Filter the records below and copy out every line that contains the word "roof".

_Excerpts from a pointing dataset_.
******************************

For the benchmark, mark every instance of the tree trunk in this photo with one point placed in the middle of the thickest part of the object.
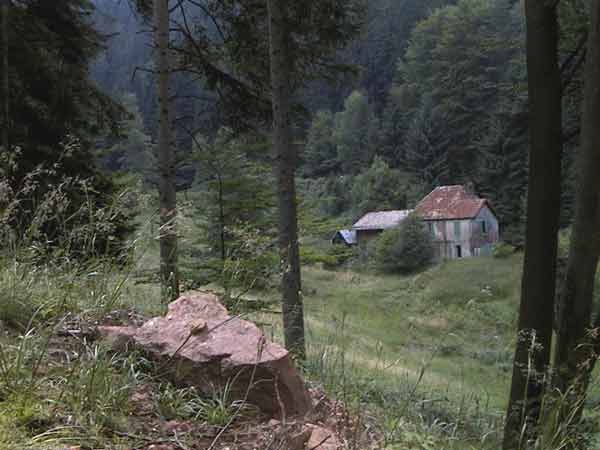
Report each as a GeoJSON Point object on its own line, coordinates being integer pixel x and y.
{"type": "Point", "coordinates": [575, 312]}
{"type": "Point", "coordinates": [532, 355]}
{"type": "Point", "coordinates": [166, 159]}
{"type": "Point", "coordinates": [5, 87]}
{"type": "Point", "coordinates": [281, 71]}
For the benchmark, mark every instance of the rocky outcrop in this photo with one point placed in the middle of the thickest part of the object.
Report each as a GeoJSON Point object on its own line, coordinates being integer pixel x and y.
{"type": "Point", "coordinates": [197, 343]}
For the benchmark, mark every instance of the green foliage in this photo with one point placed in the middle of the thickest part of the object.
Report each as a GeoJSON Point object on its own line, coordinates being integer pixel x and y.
{"type": "Point", "coordinates": [406, 248]}
{"type": "Point", "coordinates": [320, 154]}
{"type": "Point", "coordinates": [62, 216]}
{"type": "Point", "coordinates": [503, 250]}
{"type": "Point", "coordinates": [379, 188]}
{"type": "Point", "coordinates": [237, 207]}
{"type": "Point", "coordinates": [133, 152]}
{"type": "Point", "coordinates": [356, 130]}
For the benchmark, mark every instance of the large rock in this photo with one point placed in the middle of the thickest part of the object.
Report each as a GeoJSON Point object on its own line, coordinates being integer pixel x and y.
{"type": "Point", "coordinates": [199, 344]}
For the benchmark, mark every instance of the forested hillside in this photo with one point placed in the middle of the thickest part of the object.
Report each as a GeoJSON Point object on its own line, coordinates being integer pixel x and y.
{"type": "Point", "coordinates": [299, 224]}
{"type": "Point", "coordinates": [436, 96]}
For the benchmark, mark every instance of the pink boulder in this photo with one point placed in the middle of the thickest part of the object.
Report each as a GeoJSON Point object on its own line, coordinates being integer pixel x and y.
{"type": "Point", "coordinates": [199, 344]}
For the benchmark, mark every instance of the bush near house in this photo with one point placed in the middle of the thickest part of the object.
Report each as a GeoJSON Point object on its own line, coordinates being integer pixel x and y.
{"type": "Point", "coordinates": [406, 248]}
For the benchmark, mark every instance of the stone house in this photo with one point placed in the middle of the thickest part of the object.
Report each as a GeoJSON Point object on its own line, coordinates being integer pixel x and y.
{"type": "Point", "coordinates": [461, 223]}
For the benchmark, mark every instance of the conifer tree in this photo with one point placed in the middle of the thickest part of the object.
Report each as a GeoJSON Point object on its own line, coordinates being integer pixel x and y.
{"type": "Point", "coordinates": [166, 158]}
{"type": "Point", "coordinates": [536, 312]}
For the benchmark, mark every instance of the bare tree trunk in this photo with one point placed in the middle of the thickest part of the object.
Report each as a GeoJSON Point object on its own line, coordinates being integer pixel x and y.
{"type": "Point", "coordinates": [5, 87]}
{"type": "Point", "coordinates": [281, 71]}
{"type": "Point", "coordinates": [573, 348]}
{"type": "Point", "coordinates": [166, 159]}
{"type": "Point", "coordinates": [532, 355]}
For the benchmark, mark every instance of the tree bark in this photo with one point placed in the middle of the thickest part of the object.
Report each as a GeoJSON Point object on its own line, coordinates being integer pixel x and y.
{"type": "Point", "coordinates": [166, 159]}
{"type": "Point", "coordinates": [281, 72]}
{"type": "Point", "coordinates": [532, 354]}
{"type": "Point", "coordinates": [573, 347]}
{"type": "Point", "coordinates": [5, 87]}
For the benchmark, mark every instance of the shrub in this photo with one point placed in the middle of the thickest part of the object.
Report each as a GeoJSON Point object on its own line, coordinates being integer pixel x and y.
{"type": "Point", "coordinates": [404, 249]}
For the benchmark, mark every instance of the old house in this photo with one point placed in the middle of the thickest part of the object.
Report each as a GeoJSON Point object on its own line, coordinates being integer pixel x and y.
{"type": "Point", "coordinates": [461, 223]}
{"type": "Point", "coordinates": [372, 224]}
{"type": "Point", "coordinates": [346, 237]}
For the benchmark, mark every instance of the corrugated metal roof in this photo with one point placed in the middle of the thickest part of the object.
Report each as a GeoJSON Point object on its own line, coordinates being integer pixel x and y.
{"type": "Point", "coordinates": [349, 236]}
{"type": "Point", "coordinates": [450, 203]}
{"type": "Point", "coordinates": [381, 220]}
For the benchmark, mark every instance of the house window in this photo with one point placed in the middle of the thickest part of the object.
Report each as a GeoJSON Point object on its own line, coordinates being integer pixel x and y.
{"type": "Point", "coordinates": [457, 230]}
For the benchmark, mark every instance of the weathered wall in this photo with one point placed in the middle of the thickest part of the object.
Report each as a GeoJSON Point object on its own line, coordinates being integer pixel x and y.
{"type": "Point", "coordinates": [468, 234]}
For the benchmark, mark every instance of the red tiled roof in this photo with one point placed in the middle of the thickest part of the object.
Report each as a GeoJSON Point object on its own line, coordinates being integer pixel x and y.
{"type": "Point", "coordinates": [450, 203]}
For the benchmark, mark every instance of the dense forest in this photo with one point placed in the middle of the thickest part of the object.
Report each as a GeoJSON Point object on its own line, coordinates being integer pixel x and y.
{"type": "Point", "coordinates": [436, 95]}
{"type": "Point", "coordinates": [207, 159]}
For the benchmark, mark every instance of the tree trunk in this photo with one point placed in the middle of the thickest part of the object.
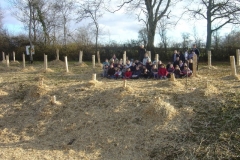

******************************

_Response_.
For the benchmark, mark every instance of the corrugated metal roof in this photo with one point placed in the middle of the thickest part of the object.
For the benchmark, mark every instance of the red tiled roof in this photo with one point placed in the middle of the thickest part of the object.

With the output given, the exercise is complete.